Problem statement:
Return every line of the records below word for word, with nothing altered.
── Exercise materials ──
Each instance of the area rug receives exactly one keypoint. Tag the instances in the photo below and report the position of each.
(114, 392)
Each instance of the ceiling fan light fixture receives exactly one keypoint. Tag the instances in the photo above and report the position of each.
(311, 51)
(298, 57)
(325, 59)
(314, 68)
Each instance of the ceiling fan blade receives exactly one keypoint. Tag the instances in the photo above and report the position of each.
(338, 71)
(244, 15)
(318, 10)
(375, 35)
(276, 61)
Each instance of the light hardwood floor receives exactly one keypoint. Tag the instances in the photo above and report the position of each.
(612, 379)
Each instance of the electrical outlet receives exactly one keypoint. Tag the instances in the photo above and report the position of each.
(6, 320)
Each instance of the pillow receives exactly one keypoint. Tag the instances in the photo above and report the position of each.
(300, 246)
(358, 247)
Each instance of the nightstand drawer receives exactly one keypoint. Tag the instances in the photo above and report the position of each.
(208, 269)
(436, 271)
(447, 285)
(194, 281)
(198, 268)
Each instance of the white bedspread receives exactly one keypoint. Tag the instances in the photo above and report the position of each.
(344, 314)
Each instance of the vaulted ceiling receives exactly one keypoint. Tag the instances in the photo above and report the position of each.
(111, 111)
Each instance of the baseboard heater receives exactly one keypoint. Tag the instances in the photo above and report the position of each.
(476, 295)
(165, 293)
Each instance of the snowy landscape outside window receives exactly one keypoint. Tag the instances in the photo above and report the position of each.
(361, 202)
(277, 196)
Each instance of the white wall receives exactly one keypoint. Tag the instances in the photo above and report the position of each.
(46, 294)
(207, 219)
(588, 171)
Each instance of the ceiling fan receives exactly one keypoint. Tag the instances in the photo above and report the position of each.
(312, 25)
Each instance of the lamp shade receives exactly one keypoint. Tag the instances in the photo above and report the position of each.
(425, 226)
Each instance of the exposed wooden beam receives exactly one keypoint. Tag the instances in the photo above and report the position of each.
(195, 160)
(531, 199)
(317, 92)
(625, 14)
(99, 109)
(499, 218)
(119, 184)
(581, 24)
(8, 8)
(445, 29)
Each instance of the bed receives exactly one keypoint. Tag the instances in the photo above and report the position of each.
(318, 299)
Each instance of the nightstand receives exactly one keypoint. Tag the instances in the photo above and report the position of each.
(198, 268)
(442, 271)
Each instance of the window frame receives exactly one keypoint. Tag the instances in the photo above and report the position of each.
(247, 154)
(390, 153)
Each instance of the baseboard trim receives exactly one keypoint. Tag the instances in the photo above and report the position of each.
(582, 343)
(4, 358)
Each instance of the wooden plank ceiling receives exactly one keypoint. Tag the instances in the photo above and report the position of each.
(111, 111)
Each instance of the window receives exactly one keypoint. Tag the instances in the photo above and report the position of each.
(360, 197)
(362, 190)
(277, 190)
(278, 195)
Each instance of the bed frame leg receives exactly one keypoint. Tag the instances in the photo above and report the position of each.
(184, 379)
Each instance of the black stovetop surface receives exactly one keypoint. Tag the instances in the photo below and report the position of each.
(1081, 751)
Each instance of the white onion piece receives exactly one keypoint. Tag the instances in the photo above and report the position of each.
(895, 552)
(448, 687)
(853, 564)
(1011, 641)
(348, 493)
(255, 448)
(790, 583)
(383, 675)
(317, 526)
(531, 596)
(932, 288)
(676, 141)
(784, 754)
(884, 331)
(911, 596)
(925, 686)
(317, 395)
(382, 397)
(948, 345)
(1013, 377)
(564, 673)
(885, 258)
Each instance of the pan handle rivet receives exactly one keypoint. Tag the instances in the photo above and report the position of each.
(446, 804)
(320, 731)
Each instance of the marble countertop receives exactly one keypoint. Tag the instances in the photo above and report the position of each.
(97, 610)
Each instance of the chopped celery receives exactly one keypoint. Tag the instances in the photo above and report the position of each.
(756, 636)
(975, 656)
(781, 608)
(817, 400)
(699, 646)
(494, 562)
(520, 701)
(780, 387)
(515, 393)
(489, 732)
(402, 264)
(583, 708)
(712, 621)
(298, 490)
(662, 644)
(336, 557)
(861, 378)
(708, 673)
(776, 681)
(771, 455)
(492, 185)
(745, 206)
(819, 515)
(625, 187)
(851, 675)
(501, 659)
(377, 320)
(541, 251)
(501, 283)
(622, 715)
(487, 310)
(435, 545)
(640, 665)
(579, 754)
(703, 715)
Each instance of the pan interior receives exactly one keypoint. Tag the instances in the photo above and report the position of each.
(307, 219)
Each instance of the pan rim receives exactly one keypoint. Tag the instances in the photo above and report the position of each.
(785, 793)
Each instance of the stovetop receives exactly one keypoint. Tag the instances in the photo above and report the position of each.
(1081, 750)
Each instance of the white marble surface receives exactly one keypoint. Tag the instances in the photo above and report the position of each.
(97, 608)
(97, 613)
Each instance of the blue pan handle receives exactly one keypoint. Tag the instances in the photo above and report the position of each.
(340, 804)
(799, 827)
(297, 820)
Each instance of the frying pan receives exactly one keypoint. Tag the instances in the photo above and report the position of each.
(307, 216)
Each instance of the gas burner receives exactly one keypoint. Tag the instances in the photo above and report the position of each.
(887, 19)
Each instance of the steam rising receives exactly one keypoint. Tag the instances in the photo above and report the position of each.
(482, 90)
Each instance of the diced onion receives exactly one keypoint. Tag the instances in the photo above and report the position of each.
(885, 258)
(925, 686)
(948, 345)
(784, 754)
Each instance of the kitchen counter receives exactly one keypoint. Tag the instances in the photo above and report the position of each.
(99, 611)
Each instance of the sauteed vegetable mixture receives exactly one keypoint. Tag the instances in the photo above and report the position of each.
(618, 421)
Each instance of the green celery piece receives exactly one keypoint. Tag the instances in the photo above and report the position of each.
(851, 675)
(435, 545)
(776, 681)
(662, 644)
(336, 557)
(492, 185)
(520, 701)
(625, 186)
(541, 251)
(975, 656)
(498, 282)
───
Exercise output:
Each instance of the area rug receives exactly one keypoint. Tag the instances in the photo below and report the position of each.
(114, 392)
Each instance of the ceiling fan light fixture receives exactly one keypoint. Tag the instances in the photo above and report the position of each.
(311, 51)
(298, 57)
(325, 59)
(314, 68)
Each instance of the ceiling fan blade receives exactly one keypoint. Tag the instances in the photo above and report the position of each.
(338, 71)
(244, 15)
(318, 10)
(375, 35)
(276, 61)
Each instance of the light hardwood floor receives exactly one keypoint. Tag the instances in the photo above and report the position of each.
(612, 379)
Each instance of the electrical outlet receives exactly one keypoint. Tag the instances in the photo above and report the position of each.
(6, 320)
Each instance of the pillow receives exactly one keypoint. Tag the instances in the photo above and report the position of each.
(300, 246)
(358, 247)
Each instance of the nightstand drawer receives exactly one keypoint. Tag the instances in the photo above and report the position of each.
(208, 269)
(436, 271)
(447, 285)
(194, 281)
(198, 268)
Each instance of the white bedspread receives exactly one keypoint. Tag the instances in the photo above and report the position of each.
(344, 314)
Each instance of the vaulted ceiling receives exactly one keypoint. Tag the instances in the photo above and report the position of each.
(111, 111)
Each instance of the baseboard heater receives exactly one keypoint. Tag the instances in the photo above and report the position of each.
(476, 295)
(165, 293)
Each instance of the snowy landscape outside window receives exactly one keypoint. Tag the instances in the photo above and report the position of each.
(361, 202)
(277, 196)
Each instance of the white wall receives exactly one keypoint. Tag the instances in the photo above and report the position of each.
(46, 294)
(207, 219)
(588, 171)
Each instance of the ceiling fan receives exactly one keypoint. Tag the instances in the photo above and report the position of each.
(312, 25)
Each instance of the lamp shade receives exactly one keypoint. Tag the instances in the photo above and report the position of each.
(425, 226)
Each instance of the exposed wooden beam receives exactly one keypoint. Tag the instances in the photo above and report the position of each.
(195, 160)
(531, 199)
(317, 92)
(625, 14)
(99, 109)
(499, 218)
(119, 184)
(581, 24)
(8, 8)
(445, 29)
Each instance of the bed receives exactly one keypoint. Tag the instances in the photo above and report the position of each.
(318, 299)
Each instance of the nightstand receives exactly one keypoint. Tag the instances in the photo above and report the position of each.
(198, 268)
(442, 271)
Each instance of the window frame receives exactly one keypoint. Tag the instances in the photo above and report the position of each.
(247, 154)
(390, 153)
Each instance of the baseboard trim receives exactly one keypoint. Tag the instances in the photo above and report the position of each.
(582, 343)
(4, 358)
Each instance of the wooden plank ceiling receives exactly one keypoint. Tag the instances in the photo above and report the position of each.
(111, 111)
Each instance of the window receives exactly one keypoint. Tag the instances in the photo above and report the position of each.
(360, 197)
(362, 190)
(277, 190)
(278, 195)
Each instance of the bed frame leg receives exactly one keypoint. Tag the instances in the photo above and report the position of each.
(184, 379)
Each instance of the black stovetop surface receives exactly one keypoint. Tag the instances in the photo below and report the position of each.
(1081, 751)
Each instance of the white onion piece receives exactly one keypoint. Tag the instances in the photo above and report the position of each.
(895, 552)
(448, 687)
(853, 564)
(1011, 641)
(348, 493)
(255, 448)
(790, 583)
(383, 675)
(317, 526)
(531, 596)
(932, 288)
(676, 141)
(784, 754)
(884, 331)
(911, 596)
(925, 686)
(317, 395)
(382, 397)
(948, 345)
(1013, 377)
(564, 673)
(885, 258)
Each instance of the pan handle rivet receives exactly one keypoint. Tag the instances in the photo above and report the position of each.
(446, 804)
(320, 731)
Each instance of the marble countertop receives exactly one keypoint. Tag the instances in the photo above and report the position of each.
(97, 610)
Each instance of the chopped celery receives exactly one keypoint. Tag the instances in the photo above and report the position of each.
(756, 636)
(975, 656)
(781, 608)
(817, 400)
(699, 646)
(494, 562)
(520, 701)
(780, 387)
(515, 393)
(489, 732)
(402, 264)
(583, 708)
(712, 621)
(298, 490)
(662, 644)
(336, 557)
(861, 378)
(708, 673)
(776, 681)
(771, 455)
(492, 185)
(745, 206)
(819, 515)
(625, 187)
(851, 675)
(501, 659)
(377, 320)
(541, 251)
(501, 283)
(622, 715)
(487, 310)
(435, 545)
(640, 665)
(579, 754)
(703, 715)
Each instance of the pan interior receives exactly one keypoint. Tag the instances in the photo above and report the position of each.
(307, 219)
Each instance of the pan rim receives exactly one keypoint. Tag the instances in the photo above and report the position of each.
(785, 793)
Each instance of the stovetop receives exactly one keypoint. Tag the instances in the photo above and report the position of each.
(1081, 750)
Each instance of the white marble surface receives exactly one keypoint. Tag the instances in the photo above and report the position of each.
(97, 608)
(97, 613)
Each instance of the blue pan handle receives exactly one keypoint. Tag the instances in the photo above and report the position of each.
(340, 804)
(799, 827)
(297, 820)
Each instance of the frying pan receives exactly one keypoint. Tag the instances in the photo above and report the position of each.
(307, 216)
Each instance of the gas burner receives exactly one keypoint. Tag the instances in the photo above and report the position of each.
(887, 19)
Each instance of the steam rising receives exactly one keypoint. Tag the instances in the photo above and report the position of each.
(482, 90)
Each instance of the diced onion receives exactly one keypoint. Tag the instances in the photo above and report the position of each.
(885, 258)
(925, 686)
(948, 345)
(784, 754)
Each instance of the kitchen counter receives exactly one keypoint. Tag the instances in the photo above and report the position of each.
(99, 611)
Each instance of the sauteed vegetable mixture receives exactly one keypoint. Tag the instances in the photo above and report the position of each.
(618, 421)
Each instance of the green celery piece receives exactly one keypoint. Tag the instances in the photo above and report the position of each.
(851, 675)
(435, 545)
(776, 681)
(662, 644)
(336, 557)
(492, 185)
(520, 701)
(625, 186)
(541, 251)
(975, 656)
(498, 282)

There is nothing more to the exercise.